### Bacaan:
Pemerintah dan masyarakat adalah mitra kerja yang memiliki tanggung jawab yang penuh dalam melestarikan sumber daya air, secara khusus sumber air minum. Sementara pemerintah membenahi sistem pengadaan air
bersih yang berkualitas, ada banyak hal yang dapat kita kontribusikan
sebagai masyarakat. Mulailah dengan melakukan hal-hal sederhana di
lingkungan terkecil dalam masyarakat yaitu lingkungan tempat kamu
tinggal. Menutup keran air pada saat tidak diperlukan atau sudah memenuhi bak / penampungan air, mengurangi pencemaran air dari limbah rumah tangga, melakukan penghijauan dengan menanam pohon (one man one tree), mencegah seminimal mungkin air hujan terbuang ke laut dengan membuat sumur resapan air atau lubang resapan biopori merupakan langkah-langkah sederhana penyelamatan sumber air minum.

### Tugas:
**a.** Berdasarkan bacaan, jelaskan dalam satu sampai tiga kalimat apa tujuan membuat sumur resapan air atau lubang resapan biopori.
**b.** Jawab pertanyaan tentang bacaan ini:
(i) Siapa saja yang disebut sebagai mitra kerja dalam melestarikan sumber daya air?
(ii) Di lingkungan mana masyarakat dianjurkan mulai melakukan hal-hal sederhana?
(iii) Kapan keran air sebaiknya ditutup?
Baris-baris data diambil dari sumber yang berbeda dengan bacaan.

### Kutipan Sumber:
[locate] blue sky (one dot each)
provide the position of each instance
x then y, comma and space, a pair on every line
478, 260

### Hasil Latihan:
**a.** Sumur resapan air atau lubang resapan biopori dibuat untuk mencegah seminimal mungkin air hujan terbuang ke laut. Langkah ini termasuk langkah sederhana penyelamatan sumber air minum.

**b.**
(i) Pemerintah dan masyarakat.
(ii) Di lingkungan terkecil dalam masyarakat, yaitu lingkungan tempat kamu tinggal.
(iii) Pada saat tidak diperlukan atau sudah memenuhi bak/penampungan air.